→ RETO
¿Qué líneas del listado de abajo contienen la palabra "plant"? Encuéntralas y cópialas todas, distinguiendo entre mayúsculas y minúsculas.

[Entradas de datos extraídas]
::::::

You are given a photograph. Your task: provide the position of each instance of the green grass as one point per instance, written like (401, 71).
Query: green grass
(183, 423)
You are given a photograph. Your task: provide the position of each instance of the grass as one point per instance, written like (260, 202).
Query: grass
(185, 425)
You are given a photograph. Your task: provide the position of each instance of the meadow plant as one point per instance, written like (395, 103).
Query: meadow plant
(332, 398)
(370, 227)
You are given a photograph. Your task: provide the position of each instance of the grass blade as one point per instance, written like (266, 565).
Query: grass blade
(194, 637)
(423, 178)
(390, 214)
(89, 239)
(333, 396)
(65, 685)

::::::

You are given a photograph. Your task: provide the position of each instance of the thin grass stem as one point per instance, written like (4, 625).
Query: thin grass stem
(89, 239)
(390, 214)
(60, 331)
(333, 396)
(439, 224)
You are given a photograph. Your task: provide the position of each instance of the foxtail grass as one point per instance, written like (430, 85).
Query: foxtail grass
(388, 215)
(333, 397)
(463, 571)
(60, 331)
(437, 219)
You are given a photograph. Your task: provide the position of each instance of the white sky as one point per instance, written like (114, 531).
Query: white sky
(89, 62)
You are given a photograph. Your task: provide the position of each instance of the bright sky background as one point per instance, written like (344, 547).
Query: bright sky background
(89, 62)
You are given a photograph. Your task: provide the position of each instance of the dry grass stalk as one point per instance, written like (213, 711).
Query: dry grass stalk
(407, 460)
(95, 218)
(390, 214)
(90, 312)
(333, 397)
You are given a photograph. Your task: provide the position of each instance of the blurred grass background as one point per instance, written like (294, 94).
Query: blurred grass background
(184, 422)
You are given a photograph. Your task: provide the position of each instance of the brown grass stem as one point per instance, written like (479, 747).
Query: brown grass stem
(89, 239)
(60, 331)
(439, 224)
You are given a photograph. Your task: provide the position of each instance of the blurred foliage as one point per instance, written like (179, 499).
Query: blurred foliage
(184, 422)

::::::

→ RESPUESTA AL EJERCICIO
You are given a photograph. Your task: provide the position of each instance of the meadow plant as one point per instance, written like (395, 103).
Query: meadow plant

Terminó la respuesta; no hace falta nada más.